_Input_:
###
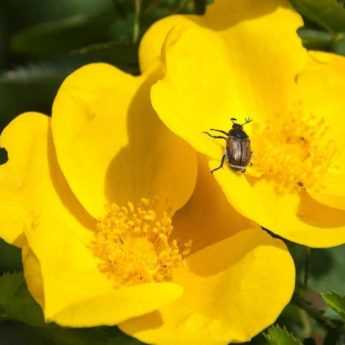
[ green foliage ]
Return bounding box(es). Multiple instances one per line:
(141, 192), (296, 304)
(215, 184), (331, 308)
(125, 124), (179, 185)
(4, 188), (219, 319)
(0, 238), (22, 274)
(0, 0), (345, 345)
(265, 326), (303, 345)
(0, 273), (140, 345)
(321, 292), (345, 321)
(290, 0), (345, 32)
(0, 322), (142, 345)
(0, 273), (44, 326)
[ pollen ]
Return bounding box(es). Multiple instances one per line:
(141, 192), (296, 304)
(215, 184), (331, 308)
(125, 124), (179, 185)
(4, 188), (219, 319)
(91, 199), (190, 287)
(251, 107), (336, 192)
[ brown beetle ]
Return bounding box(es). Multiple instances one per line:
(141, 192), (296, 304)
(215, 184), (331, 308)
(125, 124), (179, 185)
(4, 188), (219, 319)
(204, 118), (252, 173)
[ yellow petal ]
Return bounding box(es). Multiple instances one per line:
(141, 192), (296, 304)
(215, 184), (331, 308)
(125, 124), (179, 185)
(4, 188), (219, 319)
(52, 64), (196, 217)
(173, 156), (254, 252)
(148, 1), (307, 157)
(22, 239), (44, 310)
(1, 114), (181, 326)
(297, 52), (345, 210)
(139, 15), (197, 72)
(120, 229), (295, 345)
(215, 168), (345, 248)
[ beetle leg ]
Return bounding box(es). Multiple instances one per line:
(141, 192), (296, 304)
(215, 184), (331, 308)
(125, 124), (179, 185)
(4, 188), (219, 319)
(211, 155), (225, 174)
(203, 132), (228, 140)
(210, 128), (229, 136)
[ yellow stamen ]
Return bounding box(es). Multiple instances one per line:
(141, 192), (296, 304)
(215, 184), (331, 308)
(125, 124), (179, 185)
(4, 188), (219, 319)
(249, 108), (335, 192)
(92, 199), (188, 287)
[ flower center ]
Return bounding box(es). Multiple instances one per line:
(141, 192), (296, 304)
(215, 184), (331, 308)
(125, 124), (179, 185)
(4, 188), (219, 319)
(249, 111), (335, 192)
(92, 199), (189, 287)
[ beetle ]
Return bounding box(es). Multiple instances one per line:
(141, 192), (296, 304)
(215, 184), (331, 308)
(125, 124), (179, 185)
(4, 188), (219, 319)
(204, 117), (252, 174)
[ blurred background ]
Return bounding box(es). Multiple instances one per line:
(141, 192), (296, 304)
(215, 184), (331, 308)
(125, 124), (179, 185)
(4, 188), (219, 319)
(0, 0), (345, 345)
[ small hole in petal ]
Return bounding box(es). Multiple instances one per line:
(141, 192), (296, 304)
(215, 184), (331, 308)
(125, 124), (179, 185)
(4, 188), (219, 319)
(0, 147), (8, 165)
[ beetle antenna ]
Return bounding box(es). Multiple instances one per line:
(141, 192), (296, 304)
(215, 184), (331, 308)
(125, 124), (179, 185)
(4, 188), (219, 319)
(241, 117), (253, 126)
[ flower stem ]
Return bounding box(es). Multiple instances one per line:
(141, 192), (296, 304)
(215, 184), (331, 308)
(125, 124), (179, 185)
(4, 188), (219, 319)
(292, 292), (343, 329)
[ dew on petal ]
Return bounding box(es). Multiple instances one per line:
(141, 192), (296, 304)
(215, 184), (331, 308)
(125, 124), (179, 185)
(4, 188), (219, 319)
(91, 199), (190, 287)
(248, 104), (336, 192)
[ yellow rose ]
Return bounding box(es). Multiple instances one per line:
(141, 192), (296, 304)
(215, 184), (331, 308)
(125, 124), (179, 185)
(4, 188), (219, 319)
(140, 0), (345, 247)
(0, 2), (295, 345)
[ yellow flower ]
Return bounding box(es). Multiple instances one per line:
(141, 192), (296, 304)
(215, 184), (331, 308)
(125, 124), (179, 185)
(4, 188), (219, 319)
(140, 0), (345, 247)
(0, 56), (295, 345)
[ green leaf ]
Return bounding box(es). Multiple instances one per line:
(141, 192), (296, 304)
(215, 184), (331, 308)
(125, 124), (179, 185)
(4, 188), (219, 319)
(0, 322), (142, 345)
(321, 292), (345, 320)
(10, 12), (114, 57)
(290, 0), (345, 32)
(0, 273), (44, 326)
(265, 326), (303, 345)
(297, 27), (335, 50)
(0, 238), (22, 273)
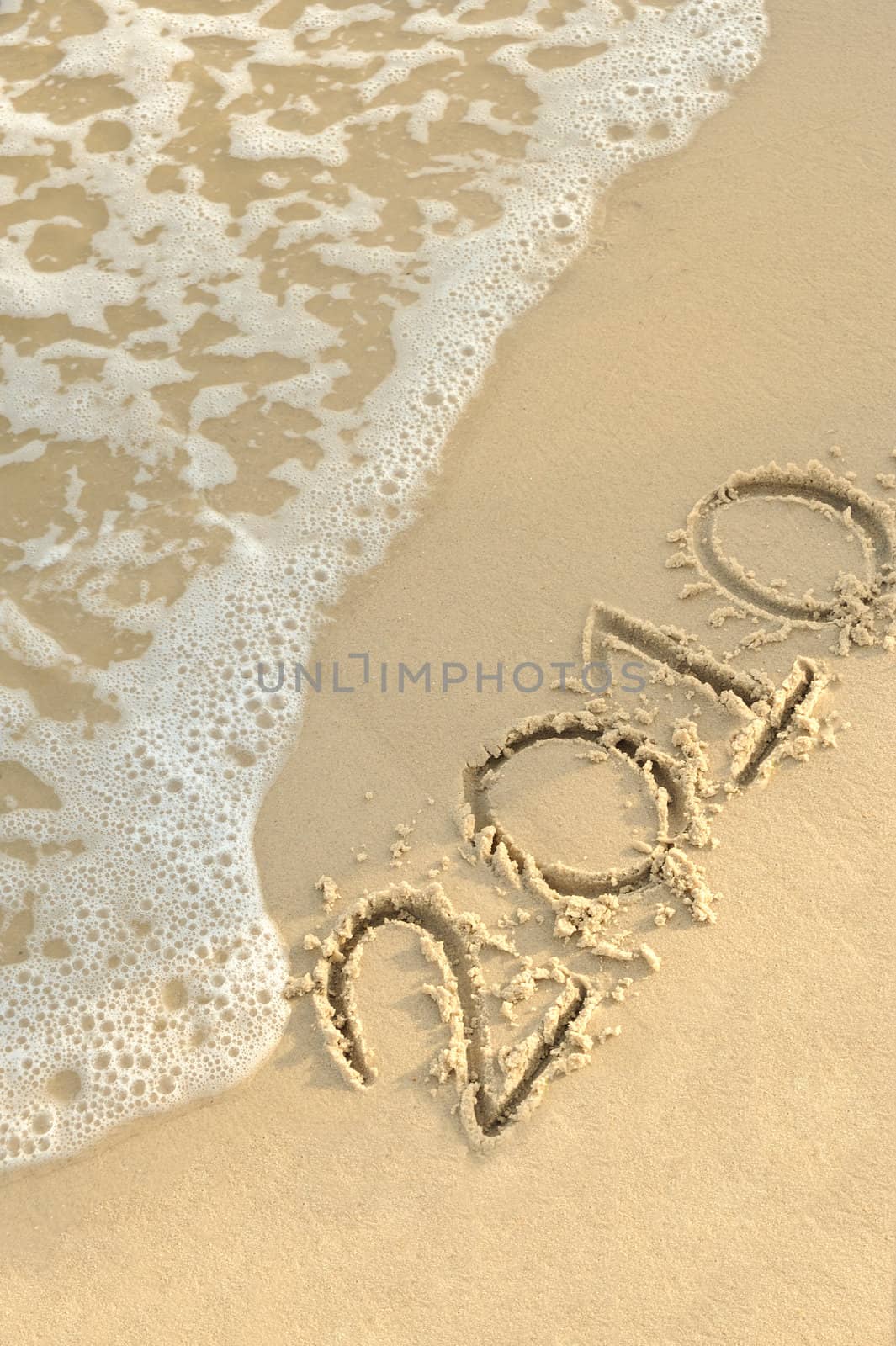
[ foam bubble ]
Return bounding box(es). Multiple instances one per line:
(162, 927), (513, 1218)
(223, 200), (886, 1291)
(0, 0), (766, 1163)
###
_Task prompt_:
Could you reproduce the material unchanged, from the line with "[ foam bubble ]" through the final line, inclusive?

_The output_:
[ foam bubble ]
Return bounding box(es). Multiple instances one per line:
(162, 927), (513, 1218)
(223, 200), (886, 1291)
(0, 0), (766, 1163)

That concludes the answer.